_Compiti dell'esercizio_
a. Riscrivi fedelmente una parte del brano sull'inferno, a partire da "2. Per tutti" e fino a "suoi fedeli servitori.".
b. Nel brano sull'inferno, che cos'è l'inferno rispetto al paradiso per tutti i Santi passati in rassegna?

_Brano scelto_
────────────────

Uno sguardo d'insieme
1. Per i Santi, dunque, l'inferno è una terribile realtà e non una favoletta per bambini! In pratica è il tragico fallimento di creature, che, create per la felicità e la vita eterna, si ritrovano - e per di più eternamente - nell'infelicità più totale. Uno sciagurato fallimento, e per di più irreparabile, nessuno più può annullare o modificare. Come si fa a vivere lontano da Dio, nel fuoco e in mille altri tormenti?... E come si fa a vivere, sapendo che questa tremenda situazione sarà sempre così, senza mai mai mai mutare?... Mistero sconcertante! Alle barzellette e ironie sciocche, i Santi oppongono descrizioni che fanno fremere di terrore e di spavento. Ed essi, senza dubbio, sono infinitamente più credibili di tutti gli sciocchi che popolano il mondo. Credibili per la loro santità che è dirittura di anima e di mente, che mai si presterebbe ad ingannare qualcuno. E credibili per il favore che godono presso Dio, che si serve volentieri di loro per operare meraviglie e inviare agli uomini i suoi messaggi di salvezza e di misericordia. Se si riflettesse un pochino soltanto, molto probabilmente tanti sfuggirebbero a questo supremo e definitivo fallimento della vita.
2. Per tutti i Santi, passati qui in rassegna, l'inferno è l'esatto opposto del paradiso. L'inferno è il carcere di eterna ira, dove si sprofondano cavernose prigioni, si estendono orrendi deserti e si scorgono smisurati laghi rigurgitanti di mostri paurosi, orribili. Là dentro si dibattono esseri discordi e disperati, vi ferve cioè l'eterna e terribile discordia dei dannati. In cielo invece si gode la gioia e si adora l'Altissimo dentro giardini ricchi di bellissimi fiori e di frutta squisiti che comunicano la vita. E qui tutto è gioia, ordine, bellezza, incanto per gli occhi e per l'anima. Qui regna l'unione dei Santi eternamente beati. Ed è questa la ricompensa data da Dio ai suoi fedeli servitori.

────────────────

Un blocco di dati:

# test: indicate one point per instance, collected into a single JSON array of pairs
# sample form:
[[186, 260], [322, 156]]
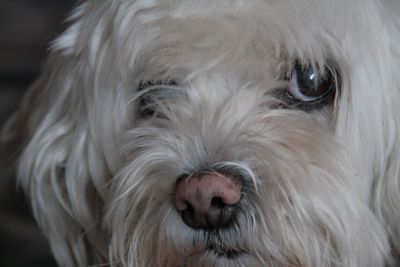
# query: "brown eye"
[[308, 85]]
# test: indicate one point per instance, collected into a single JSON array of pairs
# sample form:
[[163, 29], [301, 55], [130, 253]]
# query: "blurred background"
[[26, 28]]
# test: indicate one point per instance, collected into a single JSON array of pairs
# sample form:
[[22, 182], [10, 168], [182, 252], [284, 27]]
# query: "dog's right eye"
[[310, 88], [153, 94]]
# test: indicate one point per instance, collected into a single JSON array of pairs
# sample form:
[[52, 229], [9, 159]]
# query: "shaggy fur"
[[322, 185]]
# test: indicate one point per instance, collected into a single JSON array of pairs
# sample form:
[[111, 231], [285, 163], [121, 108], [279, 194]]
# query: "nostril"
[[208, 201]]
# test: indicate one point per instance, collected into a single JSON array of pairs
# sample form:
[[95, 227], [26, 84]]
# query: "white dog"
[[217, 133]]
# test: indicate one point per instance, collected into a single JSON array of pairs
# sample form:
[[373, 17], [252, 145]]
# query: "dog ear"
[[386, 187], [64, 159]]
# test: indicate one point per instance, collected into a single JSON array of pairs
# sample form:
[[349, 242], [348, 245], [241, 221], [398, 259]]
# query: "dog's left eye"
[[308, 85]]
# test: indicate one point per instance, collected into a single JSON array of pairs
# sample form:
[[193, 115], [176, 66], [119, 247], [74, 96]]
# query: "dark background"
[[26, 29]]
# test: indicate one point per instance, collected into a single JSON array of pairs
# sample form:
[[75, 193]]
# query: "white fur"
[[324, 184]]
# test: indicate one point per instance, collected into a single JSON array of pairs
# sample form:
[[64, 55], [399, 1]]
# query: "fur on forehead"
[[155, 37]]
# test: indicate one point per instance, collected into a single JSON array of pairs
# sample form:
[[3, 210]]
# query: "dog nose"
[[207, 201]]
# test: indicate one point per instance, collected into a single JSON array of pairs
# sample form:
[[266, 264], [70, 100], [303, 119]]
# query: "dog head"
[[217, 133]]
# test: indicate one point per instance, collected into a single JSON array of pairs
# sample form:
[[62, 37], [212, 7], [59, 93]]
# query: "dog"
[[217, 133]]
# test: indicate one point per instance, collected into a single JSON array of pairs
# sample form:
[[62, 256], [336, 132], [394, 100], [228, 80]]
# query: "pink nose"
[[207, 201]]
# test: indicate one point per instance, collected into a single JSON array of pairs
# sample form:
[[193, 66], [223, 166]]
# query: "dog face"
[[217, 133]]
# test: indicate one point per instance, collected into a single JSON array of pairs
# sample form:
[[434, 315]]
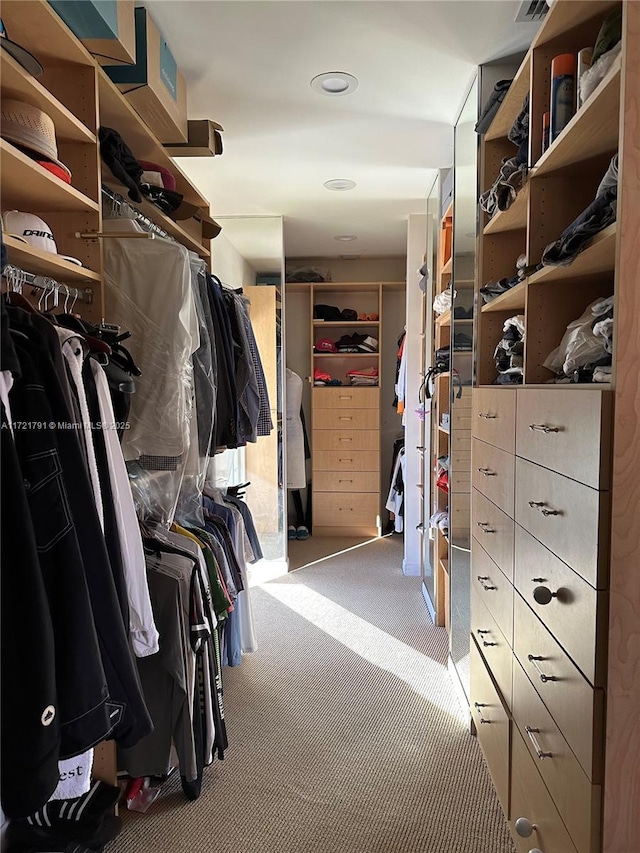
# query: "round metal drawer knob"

────────────────

_Risposte ai compiti_
a.
2. Per tutti i Santi, passati qui in rassegna, l'inferno è l'esatto opposto del paradiso. L'inferno è il carcere di eterna ira, dove si sprofondano cavernose prigioni, si estendono orrendi deserti e si scorgono smisurati laghi rigurgitanti di mostri paurosi, orribili. Là dentro si dibattono esseri discordi e disperati, vi ferve cioè l'eterna e terribile discordia dei dannati. In cielo invece si gode la gioia e si adora l'Altissimo dentro giardini ricchi di bellissimi fiori e di frutta squisiti che comunicano la vita. E qui tutto è gioia, ordine, bellezza, incanto per gli occhi e per l'anima. Qui regna l'unione dei Santi eternamente beati. Ed è questa la ricompensa data da Dio ai suoi fedeli servitori.

b. È l'esatto opposto del paradiso.